YOUR INSTRUCTIONS:
Repeat the data that follows, keeping every character intact.
LISTED ENTRIES Start Marker
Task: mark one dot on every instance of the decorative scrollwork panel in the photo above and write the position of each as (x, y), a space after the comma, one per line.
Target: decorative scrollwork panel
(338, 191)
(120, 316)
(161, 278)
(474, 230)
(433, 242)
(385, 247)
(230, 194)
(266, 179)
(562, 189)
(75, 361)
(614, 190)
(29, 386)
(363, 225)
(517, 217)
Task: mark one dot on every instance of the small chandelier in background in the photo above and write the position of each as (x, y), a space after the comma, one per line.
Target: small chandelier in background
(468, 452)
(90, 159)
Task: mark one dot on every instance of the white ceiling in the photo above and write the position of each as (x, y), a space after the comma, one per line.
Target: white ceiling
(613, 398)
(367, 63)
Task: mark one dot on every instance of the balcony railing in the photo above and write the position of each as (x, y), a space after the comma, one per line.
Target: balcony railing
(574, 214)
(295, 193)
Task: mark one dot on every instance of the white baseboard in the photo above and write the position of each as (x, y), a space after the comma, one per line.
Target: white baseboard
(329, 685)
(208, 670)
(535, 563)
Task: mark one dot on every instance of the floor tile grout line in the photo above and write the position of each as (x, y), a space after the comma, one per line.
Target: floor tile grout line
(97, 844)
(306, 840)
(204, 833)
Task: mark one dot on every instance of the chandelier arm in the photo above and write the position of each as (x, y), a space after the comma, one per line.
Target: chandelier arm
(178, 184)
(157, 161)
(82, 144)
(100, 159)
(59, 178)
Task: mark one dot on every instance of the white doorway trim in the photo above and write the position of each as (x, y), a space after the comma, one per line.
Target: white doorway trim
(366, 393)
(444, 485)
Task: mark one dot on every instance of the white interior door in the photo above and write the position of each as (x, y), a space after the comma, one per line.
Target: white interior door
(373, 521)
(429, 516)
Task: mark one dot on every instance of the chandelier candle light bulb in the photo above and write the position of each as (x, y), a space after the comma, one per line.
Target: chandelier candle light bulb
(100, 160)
LISTED ENTRIES End Marker
EXERCISE SOLUTION:
Task: mark one dot on every instance of the decorative scrollwork panel in the photo above and write the position of each as (x, y), a space after the comma, one per line.
Target: decorative scrollwork panel
(338, 191)
(120, 316)
(161, 278)
(474, 230)
(433, 242)
(385, 247)
(230, 194)
(266, 179)
(562, 189)
(75, 361)
(614, 190)
(29, 386)
(363, 225)
(517, 217)
Task: mark one dot on every instance of the small chandelier in background in the photo above and write the position of each as (x, y), a space after the comma, one per line.
Target: small chandelier in background
(468, 452)
(90, 159)
Task: mark one dot on every instance of the white ceiling in the photo above and write the position of each as (x, y), a space after the comma, one per line.
Target: white ceiling
(613, 398)
(367, 63)
Task: mark one dot on every instance of the balcony railing in the photo above and write the position of each as (x, y), a space after the comma, one per line.
Target: balcony railing
(574, 214)
(295, 193)
Task: mark one dot on every instance of the white baseboard in the photo above and write the position of each as (x, y), a space after the comma, one per line.
Target: white baseboard
(329, 685)
(208, 670)
(535, 563)
Task: mark one dot on every instance of the floor tile grout line in the photo above and write the position of each as (x, y), a space after the comma, one per line.
Target: floor tile grout line
(97, 844)
(306, 840)
(204, 833)
Task: mark one dot on every instance of the chandelier arm in the photo above and write the position of each as (x, y), a space after the comma, one per line.
Target: chandelier arm
(178, 184)
(157, 161)
(82, 144)
(100, 159)
(59, 178)
Task: mark one dot on every instance of the white doorway trim in the photo above and write the position of each as (x, y), a space after the comma, one per line.
Target: white doorway trim
(366, 393)
(444, 485)
Task: mark one dot on every instance of the white interior door in the photo above and write the position of each as (x, y), a space after the comma, one per line.
Target: white interior door
(373, 521)
(429, 516)
Task: mark one dot on every instance of the chandelier candle light bulb in the photo above and write the position of each as (x, y), a space after the comma, one per line.
Target: chandelier candle light bulb
(100, 160)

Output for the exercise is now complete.